━━ Отрывок текста
Я сказал: «записываю», хотя делать этого не собирался. О чем потом пожалел. Все-таки документ следовало бы сохранить в подлинном виде. Но я не записал и воспроизвожу по памяти. Послание никакого обращения не содержало. Ни имениотчества, ни просто имени и уж, конечно, принятого эпитета вроде «дорогой» или «уважаемый», а начиналось прямо со слова «стыдно». «Стыдно русскому писателю судиться с издателем из-за гонораров». И что-то еще в этом духе, кратко, грубо и выразительно.

Когда в 1975 году два кагэбэшных бандита в гостинице «Метрополь» угрожали мне убийством и продемонстрировали один из возможных способов, я обратился к Солженицыну, жившему уже за границей, с просьбой меня защитить, но он не откликнулся. А тут расторопно отреагировал на жалобу Струве. Да еще в такой форме, которая у блатных на их «фене» называется «оттянуть» или «взять на горло».

Это был, конечно, никакой не совет. Совет нормальный дается всегда только с добрыми намерениями и хотя бы с приблизительным пониманием сути дела. Здесь не было ни того, ни другого.

Если я и рассердился, то в первую очередь на себя. Какой бы Солженицын ни был хам, он ведь не с каждым позволяет себе так обращаться. Неужели я дал ему повод думать, что со мной можно и так? Еще ведь и потому позволяет, что я вроде бы как свой.
━━━━
-- Задание 1 --
Объясните в одном–трёх предложениях, почему, согласно отрывку, полученное послание было «никакой не совет».
-- Задание 2 --
Соберите из записей все строки, где встречается слово «building», учитывая регистр букв.
Отрывок и записи никак не связаны между собой.
━━ Список записей
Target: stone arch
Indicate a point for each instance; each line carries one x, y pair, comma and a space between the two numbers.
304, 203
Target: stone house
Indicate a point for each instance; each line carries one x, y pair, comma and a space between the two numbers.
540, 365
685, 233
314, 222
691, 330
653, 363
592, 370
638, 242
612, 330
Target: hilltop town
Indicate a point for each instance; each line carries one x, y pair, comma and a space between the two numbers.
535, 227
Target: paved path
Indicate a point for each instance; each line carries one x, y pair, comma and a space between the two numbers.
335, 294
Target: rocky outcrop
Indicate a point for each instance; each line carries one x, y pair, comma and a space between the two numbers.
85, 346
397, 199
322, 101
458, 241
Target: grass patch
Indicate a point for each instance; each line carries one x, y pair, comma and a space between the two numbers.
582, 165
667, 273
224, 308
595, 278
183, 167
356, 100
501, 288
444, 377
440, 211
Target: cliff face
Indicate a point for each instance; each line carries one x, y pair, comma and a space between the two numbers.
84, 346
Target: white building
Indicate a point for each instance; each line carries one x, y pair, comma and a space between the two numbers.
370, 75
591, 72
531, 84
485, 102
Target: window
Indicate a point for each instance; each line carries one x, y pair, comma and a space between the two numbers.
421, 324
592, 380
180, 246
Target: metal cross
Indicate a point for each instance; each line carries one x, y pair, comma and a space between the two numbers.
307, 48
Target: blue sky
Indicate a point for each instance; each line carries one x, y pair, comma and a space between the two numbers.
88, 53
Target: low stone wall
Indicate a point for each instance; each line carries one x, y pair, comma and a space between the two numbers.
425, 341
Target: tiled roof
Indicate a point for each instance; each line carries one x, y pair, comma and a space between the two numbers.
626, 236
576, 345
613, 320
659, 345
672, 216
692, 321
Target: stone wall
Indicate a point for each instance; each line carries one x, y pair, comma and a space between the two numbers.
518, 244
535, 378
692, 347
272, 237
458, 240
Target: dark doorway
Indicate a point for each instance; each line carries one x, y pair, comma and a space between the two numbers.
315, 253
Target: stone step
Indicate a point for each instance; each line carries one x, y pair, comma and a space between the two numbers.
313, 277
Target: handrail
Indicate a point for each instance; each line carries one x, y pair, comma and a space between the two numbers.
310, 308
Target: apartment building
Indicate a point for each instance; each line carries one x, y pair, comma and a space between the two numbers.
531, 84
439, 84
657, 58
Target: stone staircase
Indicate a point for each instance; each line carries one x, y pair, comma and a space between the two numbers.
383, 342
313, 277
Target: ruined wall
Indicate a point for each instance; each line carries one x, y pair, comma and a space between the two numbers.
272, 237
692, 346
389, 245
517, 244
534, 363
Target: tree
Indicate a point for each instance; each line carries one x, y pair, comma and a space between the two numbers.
━━━━
-- Решение 1 --
Нормальный совет даётся только с добрыми намерениями и хотя бы с приблизительным пониманием сути дела. В этом послании не было ни того, ни другого.

-- Решение 2 --
Target: white building
Target: apartment building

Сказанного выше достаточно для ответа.